SHORT EXERCISE: Copy out, word for word, every line of the listing below, from the line containing "Where can the dog's front" up to and including the final line of the listing.

GIVEN RECORDS:
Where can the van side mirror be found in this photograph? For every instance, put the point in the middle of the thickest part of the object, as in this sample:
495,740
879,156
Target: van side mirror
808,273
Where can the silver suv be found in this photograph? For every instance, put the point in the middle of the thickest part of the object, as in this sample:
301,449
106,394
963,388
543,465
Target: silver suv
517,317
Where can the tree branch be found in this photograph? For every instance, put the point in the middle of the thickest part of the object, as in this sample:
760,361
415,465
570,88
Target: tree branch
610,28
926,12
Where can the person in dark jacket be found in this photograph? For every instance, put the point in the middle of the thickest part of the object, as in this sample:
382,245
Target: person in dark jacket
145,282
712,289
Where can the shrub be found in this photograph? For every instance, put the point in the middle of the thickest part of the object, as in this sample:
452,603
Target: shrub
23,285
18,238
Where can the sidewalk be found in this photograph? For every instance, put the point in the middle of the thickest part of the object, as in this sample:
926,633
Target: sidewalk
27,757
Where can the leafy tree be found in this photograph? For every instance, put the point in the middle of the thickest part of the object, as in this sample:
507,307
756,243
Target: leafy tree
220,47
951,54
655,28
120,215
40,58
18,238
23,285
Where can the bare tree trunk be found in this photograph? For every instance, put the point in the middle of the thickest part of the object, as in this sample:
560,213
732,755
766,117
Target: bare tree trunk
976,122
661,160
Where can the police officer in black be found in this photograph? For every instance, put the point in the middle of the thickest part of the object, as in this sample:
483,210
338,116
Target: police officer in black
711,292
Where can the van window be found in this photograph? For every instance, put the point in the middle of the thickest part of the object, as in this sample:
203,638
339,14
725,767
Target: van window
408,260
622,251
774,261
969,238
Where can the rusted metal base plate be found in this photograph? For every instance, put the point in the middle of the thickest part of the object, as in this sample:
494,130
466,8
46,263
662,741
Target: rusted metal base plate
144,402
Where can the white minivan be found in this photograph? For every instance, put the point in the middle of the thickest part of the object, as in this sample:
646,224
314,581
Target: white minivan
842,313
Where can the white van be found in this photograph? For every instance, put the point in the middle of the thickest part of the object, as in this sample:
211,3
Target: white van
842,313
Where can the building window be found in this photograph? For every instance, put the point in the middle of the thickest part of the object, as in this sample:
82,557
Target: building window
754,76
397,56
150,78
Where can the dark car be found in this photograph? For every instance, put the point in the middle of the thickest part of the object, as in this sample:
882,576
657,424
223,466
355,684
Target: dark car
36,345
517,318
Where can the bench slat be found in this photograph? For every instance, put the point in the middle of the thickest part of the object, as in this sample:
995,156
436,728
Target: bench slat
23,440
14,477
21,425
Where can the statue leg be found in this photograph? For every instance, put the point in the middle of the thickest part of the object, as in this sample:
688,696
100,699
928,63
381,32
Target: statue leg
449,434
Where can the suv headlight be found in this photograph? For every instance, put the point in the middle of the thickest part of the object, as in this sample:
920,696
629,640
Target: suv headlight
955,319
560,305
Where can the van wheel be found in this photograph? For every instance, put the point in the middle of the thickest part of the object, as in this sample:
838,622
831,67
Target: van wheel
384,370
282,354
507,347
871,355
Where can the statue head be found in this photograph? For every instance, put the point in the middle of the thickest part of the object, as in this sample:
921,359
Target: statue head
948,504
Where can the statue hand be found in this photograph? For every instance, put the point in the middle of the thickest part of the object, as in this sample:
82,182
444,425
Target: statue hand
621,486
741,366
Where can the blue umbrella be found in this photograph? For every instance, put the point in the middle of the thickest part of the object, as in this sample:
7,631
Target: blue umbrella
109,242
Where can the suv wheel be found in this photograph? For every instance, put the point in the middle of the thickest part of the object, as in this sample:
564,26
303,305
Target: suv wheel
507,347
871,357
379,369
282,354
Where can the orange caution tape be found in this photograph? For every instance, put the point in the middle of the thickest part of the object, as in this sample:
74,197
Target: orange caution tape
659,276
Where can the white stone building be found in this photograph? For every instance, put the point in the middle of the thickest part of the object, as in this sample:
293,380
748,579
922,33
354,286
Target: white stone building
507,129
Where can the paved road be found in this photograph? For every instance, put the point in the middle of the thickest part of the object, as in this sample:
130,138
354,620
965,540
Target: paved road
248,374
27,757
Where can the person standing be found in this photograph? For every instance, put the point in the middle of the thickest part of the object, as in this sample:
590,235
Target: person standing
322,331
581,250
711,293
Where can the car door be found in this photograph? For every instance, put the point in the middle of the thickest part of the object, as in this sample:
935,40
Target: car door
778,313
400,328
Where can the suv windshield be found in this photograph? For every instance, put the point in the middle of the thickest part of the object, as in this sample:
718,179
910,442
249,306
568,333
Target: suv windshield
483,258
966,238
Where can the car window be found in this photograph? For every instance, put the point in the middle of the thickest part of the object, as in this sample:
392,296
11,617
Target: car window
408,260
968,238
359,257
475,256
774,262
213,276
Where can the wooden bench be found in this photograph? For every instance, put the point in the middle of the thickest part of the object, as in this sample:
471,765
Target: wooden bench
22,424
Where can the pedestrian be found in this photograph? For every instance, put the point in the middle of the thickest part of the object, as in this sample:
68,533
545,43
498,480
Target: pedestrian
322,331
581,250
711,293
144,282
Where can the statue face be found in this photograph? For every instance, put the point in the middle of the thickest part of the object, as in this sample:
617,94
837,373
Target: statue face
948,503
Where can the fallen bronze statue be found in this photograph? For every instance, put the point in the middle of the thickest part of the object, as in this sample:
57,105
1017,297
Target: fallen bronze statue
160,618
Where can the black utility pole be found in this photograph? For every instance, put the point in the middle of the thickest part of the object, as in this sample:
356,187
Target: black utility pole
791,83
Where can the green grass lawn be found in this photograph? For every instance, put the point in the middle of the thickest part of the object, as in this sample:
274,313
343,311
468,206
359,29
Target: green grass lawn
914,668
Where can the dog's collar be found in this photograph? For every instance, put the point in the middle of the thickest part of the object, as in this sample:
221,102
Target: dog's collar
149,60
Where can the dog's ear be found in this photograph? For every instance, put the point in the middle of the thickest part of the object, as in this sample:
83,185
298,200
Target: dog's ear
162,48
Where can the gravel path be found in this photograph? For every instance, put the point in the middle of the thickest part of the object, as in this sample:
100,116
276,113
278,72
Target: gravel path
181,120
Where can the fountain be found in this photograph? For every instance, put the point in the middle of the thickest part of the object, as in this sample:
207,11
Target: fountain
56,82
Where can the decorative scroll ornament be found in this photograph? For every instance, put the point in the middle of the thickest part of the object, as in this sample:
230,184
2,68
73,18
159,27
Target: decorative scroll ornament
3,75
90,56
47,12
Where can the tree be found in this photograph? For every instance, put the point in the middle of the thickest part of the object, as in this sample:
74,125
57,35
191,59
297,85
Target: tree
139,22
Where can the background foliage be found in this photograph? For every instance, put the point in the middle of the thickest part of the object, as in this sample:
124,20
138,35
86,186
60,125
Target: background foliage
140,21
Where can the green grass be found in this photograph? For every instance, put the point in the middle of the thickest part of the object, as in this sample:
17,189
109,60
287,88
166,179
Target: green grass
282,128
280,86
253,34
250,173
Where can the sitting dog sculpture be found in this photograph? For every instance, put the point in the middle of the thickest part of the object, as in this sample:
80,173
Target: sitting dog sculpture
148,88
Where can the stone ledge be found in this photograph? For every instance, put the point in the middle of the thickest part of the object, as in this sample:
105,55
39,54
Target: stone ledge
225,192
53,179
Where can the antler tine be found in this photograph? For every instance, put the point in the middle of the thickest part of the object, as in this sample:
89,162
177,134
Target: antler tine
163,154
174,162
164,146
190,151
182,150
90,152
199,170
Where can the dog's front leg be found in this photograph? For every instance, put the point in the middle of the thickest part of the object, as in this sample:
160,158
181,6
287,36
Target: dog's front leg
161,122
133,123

SOLUTION TO THE EXERCISE:
Where can the dog's front leg be found in this photograph? For every instance, put the point in the middle of the thickest part of the object, as in this sample:
160,158
181,6
287,36
Target: dog's front leg
161,122
133,123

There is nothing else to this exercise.